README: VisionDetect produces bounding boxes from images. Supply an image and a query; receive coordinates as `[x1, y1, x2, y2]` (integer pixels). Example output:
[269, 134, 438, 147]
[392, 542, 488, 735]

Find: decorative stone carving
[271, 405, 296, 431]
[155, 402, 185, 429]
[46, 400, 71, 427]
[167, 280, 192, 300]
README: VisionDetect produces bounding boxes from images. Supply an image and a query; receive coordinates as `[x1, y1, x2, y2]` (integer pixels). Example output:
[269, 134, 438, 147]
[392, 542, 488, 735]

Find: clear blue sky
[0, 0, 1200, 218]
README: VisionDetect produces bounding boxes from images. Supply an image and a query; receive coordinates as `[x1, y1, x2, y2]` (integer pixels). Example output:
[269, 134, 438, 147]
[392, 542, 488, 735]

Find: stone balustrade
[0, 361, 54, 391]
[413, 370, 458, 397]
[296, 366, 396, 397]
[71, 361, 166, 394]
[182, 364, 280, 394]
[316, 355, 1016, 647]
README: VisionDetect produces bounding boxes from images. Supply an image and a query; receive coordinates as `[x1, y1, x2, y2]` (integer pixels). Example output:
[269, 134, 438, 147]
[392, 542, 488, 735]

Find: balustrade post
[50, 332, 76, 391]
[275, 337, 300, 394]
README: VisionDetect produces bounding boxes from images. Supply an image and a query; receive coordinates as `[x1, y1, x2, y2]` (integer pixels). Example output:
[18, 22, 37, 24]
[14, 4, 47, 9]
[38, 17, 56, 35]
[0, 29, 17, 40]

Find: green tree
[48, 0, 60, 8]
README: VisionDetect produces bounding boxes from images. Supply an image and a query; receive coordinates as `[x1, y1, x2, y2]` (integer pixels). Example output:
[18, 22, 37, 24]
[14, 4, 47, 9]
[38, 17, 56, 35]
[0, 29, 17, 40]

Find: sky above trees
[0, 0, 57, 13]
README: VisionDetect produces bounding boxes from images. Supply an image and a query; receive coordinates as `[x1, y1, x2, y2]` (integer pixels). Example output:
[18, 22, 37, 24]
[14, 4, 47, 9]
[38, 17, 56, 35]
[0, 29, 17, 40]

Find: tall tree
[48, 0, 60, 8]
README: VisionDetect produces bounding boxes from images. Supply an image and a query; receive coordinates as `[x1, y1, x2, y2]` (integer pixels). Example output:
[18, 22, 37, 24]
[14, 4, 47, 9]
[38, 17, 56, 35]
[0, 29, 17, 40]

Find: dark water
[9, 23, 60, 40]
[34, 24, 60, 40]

....

# [TASK DESCRIPTION]
Retype all of the records above verbatim, keeping every line, bracket, and number in its original order.

# [FINISHED EXERCISE]
README: VisionDetect produces bounding boxes from images. Supply an image and a query; receive coordinates as `[x1, y1, x2, y2]` (integer pixels). Example output:
[269, 134, 438, 147]
[392, 542, 488, 735]

Find: decorative stone carving
[271, 405, 296, 431]
[155, 402, 185, 429]
[46, 400, 71, 427]
[167, 280, 192, 300]
README: VisionDetect produces bounding boxes from images. Supply an image and a query; receive coordinates as `[x1, y1, x2, y2]` (integer pixels). Example output:
[269, 134, 438, 147]
[392, 542, 488, 735]

Find: clear blue sky
[0, 0, 1200, 218]
README: VisionDetect produces bounding boxes from images. Supply an image and a query; receive coordinates as `[x1, y1, x2, y2]` (integer pixels). Example output:
[269, 134, 438, 147]
[392, 542, 488, 735]

Find: stone balustrade
[0, 361, 54, 391]
[413, 370, 458, 397]
[296, 366, 396, 397]
[71, 361, 166, 394]
[182, 364, 280, 394]
[316, 355, 1016, 647]
README: VisionDetect produces bounding boxes from images. Supply an image and a query; receive coordinates as `[x1, y1, x2, y2]` (integer pixels). Example output:
[269, 134, 438, 147]
[392, 542, 488, 735]

Find: balustrade post
[50, 332, 76, 391]
[275, 337, 300, 394]
README: VisionDetect produces bounding boxes from images. Supply an image and a query; receive coordinates as `[x1, y1, x2, y2]` (integer pixels). Example output:
[18, 22, 37, 24]
[14, 4, 47, 9]
[38, 17, 56, 35]
[0, 29, 17, 40]

Find: green tree
[48, 0, 60, 8]
README: VisionDetect produces bounding boxes from images. Supply an image and a query; receive coordinates as `[x1, y1, x2, y2]` (integer pixels). Example output:
[18, 22, 37, 24]
[14, 4, 47, 9]
[38, 17, 56, 35]
[0, 29, 17, 40]

Find: sky above trees
[0, 0, 57, 13]
README: VisionDetect produces bounding boxes from images. Supply an image and a query; receive coordinates as `[x1, y1, x2, y2]` (integer pixels). Example output:
[18, 22, 37, 24]
[14, 4, 47, 9]
[38, 17, 56, 35]
[0, 29, 17, 40]

Find: tall tree
[48, 0, 60, 8]
README: VisionDetect produces bounding boxes from images. Supply an image and a query; receive coordinates as `[x1, y1, x2, y2]` (integer pixels). Example output:
[18, 22, 37, 24]
[14, 4, 47, 9]
[38, 17, 56, 35]
[0, 29, 17, 40]

Find: dark water
[9, 23, 60, 40]
[34, 24, 60, 40]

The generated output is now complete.